* Exercise brief
Rewrite the items below as a two-column CSV with the columns text and coordinates. Give one row per sentence, with the sentence in the first quoted field and the coordinates that follow it in the second quoted field, line breaks replaced by spaces, and leave the pictures out.
#### Extracted information
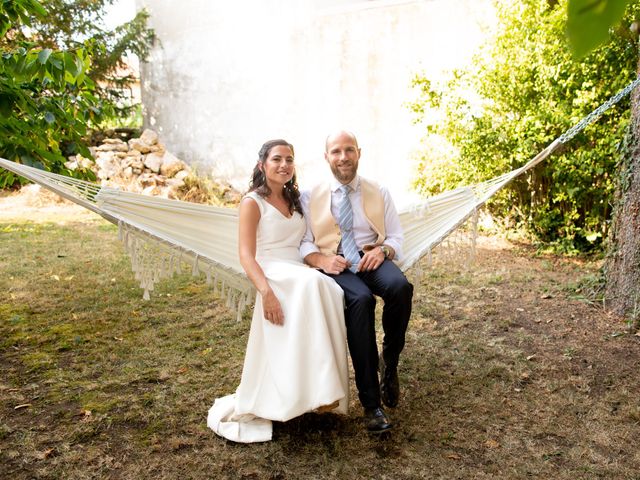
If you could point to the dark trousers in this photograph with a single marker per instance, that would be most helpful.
(389, 283)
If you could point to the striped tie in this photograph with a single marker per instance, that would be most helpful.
(345, 220)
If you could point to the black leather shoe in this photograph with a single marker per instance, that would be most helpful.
(389, 385)
(376, 420)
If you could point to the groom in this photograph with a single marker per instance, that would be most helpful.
(353, 234)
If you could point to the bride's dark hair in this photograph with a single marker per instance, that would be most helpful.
(258, 182)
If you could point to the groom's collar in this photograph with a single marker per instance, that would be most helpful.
(354, 184)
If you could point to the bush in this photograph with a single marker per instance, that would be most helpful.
(58, 81)
(522, 91)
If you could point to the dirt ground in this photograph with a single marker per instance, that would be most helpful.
(510, 371)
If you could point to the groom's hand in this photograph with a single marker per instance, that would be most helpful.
(371, 260)
(334, 264)
(331, 264)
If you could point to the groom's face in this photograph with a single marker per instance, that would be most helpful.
(343, 154)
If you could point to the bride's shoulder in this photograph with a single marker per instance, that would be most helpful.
(253, 197)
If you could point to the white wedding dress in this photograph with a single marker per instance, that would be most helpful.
(293, 368)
########
* The solution
text,coordinates
"If you could point to the dark trousers in this photograph with a single marker per instance, that would be most helpful.","(389, 283)"
"If you could point to the striped tie in this photograph with a single marker per instance, that would be most helpful.","(345, 220)"
"If you could point to the black leather shoe in this photograph with a single marker per instance, that would be most helpful.","(389, 385) (376, 420)"
"If you could point to the groom in this photograph with a single marker per instance, that would be most helpful.","(353, 234)"
"If you could point to the bride's dark hair in this photograph with a single marker per instance, that would be most helpful.","(258, 182)"
"If you could point to the groom's collar in this photograph with a single marker per instance, that would be most helpful.","(354, 184)"
"If you could point to the bush in this photograph with a single marker per instance, that would be most helpful.","(58, 81) (522, 91)"
"If you could point to the dirt ground in this photograph with a single marker per instance, that would be most helpful.","(510, 371)"
"If you could point to the groom's hand in this photograph with a single marker per instance, that would be most helpful.","(371, 260) (334, 264) (331, 264)"
"If you could point to the groom's face in this photograph with a single marker per instance, that would be most helpful.","(343, 154)"
"If you could point to the bride's shoulder in this photograph with a single marker per instance, that would be most helpful.","(253, 197)"
"If you could point to the white wedding dress in this photograph with a single marker per instance, that would be most helpful.","(293, 368)"